Texto selecionado:
□ □ □

Analisando-se as normas procedimentais do processo do trabalho infere-se que o legislador objetivou a criação de um procedimento rápido, sem formalidades excessivas, econômico e, sobretudo, efetivo. Referida rapidez e efetividade é buscada através da adoção de princípios tais como o da oralidade, celeridade, informalismo, economia, jus postulandi, conciliação e concentração.

Os princípios procedimentais informam o "modo de ser" de determinado rito processual dando-lhe uma feição célere ou morosa, solene ou informal, econômica ou dispendiosa, onde prevaleça a palavra escrita ou oral etc. É absolutamente correto o tratamento destes princípios enquanto princípios procedimentais do trabalho, uma vez que destinam-se os mesmos a servir de regras gerais informadoras e orientadoras do procedimento praticado em sede de processo do trabalho. O rito procedimental, portanto, admite uma pluralidade de formas e modelos possíveis, segundo a natureza da lide cuja solução se postula.

Infere-se que não há de se confundir princípios processuais com princípios procedimentais. Aqueles têm abrigo especialmente na constituição e se aplicam indistintamente em toda modalidade de relação processual, ao passo que estes (os procedimentais) se revestem de peculiaridades, decorrentes do rito processual que informam, e são dessumidos do desenho dado pela lei processual a determinado rito procedimental.

Em resumo, os princípios processuais têm abrigo constitucional e orientam a criação da lei processual, a sua aplicação, e são utilizados para solucionar dúvidas que podem surgir da aplicação de determinada norma do processo. De seu turno, os princípios procedimentais são obtidos a partir das características mais ostensivas de determinado rito, seja ele mais simplório, como o sumaríssimo, seja ele mais complexo, como o ordinário.

Insignes processualistas, infelizmente, não percebem esta clara diferenciação, tratando sob o mesmo título os princípios processuais e os pro¬cedimentais. Cite-se Humberto Teodoro Júnior, que discorre sobre os princípios da economia e da eventualidade (princípios eminentemente procedimentais), em conjunto com os verdadeiros princípios processuais.

Referidas observações podem até parecer meros academicismos, entretanto, aqueles que manejam as palavras e discorrem sobre ciência jurídica devem, invariavelmente, buscar sempre a precisão vocabular, pois sobre ela se transmite todo o conhecimento jurídico.

□ □ □

Dados fornecidos:
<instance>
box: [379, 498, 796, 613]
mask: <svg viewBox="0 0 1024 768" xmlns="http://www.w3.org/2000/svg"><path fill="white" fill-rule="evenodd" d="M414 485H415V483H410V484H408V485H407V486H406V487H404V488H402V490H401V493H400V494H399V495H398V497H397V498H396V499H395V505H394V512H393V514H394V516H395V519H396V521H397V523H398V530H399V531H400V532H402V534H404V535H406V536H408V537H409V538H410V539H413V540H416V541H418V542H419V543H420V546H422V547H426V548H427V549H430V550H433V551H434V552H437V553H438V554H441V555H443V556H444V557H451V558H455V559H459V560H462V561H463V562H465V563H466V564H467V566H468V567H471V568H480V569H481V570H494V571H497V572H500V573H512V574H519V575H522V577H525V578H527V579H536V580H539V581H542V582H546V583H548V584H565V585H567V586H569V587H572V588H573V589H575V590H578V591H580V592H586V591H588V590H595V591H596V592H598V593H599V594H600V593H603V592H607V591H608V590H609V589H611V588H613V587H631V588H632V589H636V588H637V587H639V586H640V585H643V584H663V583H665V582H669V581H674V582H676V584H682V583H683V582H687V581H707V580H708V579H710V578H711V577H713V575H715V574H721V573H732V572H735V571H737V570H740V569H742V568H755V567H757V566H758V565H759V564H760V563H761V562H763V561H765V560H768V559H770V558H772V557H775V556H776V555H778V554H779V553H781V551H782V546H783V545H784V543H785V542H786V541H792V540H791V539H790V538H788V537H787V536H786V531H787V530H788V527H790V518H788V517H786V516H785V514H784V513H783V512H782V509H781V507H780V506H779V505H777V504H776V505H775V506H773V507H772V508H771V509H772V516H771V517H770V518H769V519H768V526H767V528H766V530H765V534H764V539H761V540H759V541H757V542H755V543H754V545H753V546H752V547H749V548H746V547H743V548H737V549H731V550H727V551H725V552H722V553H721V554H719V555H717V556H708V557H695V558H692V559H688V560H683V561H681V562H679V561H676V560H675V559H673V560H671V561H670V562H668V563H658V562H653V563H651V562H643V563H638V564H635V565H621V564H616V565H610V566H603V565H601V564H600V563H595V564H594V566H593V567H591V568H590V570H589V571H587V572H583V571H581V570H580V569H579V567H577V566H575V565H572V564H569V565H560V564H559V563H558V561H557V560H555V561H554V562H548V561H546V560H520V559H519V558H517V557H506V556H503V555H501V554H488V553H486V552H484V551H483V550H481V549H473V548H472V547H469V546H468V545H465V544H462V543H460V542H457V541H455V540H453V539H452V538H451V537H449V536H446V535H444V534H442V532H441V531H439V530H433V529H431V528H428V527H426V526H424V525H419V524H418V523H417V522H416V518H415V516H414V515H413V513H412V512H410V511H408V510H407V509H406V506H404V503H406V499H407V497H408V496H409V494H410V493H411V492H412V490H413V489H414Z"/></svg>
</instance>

□ □ □

Tarefas do exercício:
1) Imprima o trecho do texto selecionado entre "Infere-se que não" e "como o ordinário.", inclusive.
2) Qual processualista o texto selecionado cita como exemplo de quem trata sob o mesmo título os princípios processuais e os procedimentais?

Respostas às tarefas:
1)
Infere-se que não há de se confundir princípios processuais com princípios procedimentais. Aqueles têm abrigo especialmente na constituição e se aplicam indistintamente em toda modalidade de relação processual, ao passo que estes (os procedimentais) se revestem de peculiaridades, decorrentes do rito processual que informam, e são dessumidos do desenho dado pela lei processual a determinado rito procedimental.

Em resumo, os princípios processuais têm abrigo constitucional e orientam a criação da lei processual, a sua aplicação, e são utilizados para solucionar dúvidas que podem surgir da aplicação de determinada norma do processo. De seu turno, os princípios procedimentais são obtidos a partir das características mais ostensivas de determinado rito, seja ele mais simplório, como o sumaríssimo, seja ele mais complexo, como o ordinário.

2) Humberto Teodoro Júnior.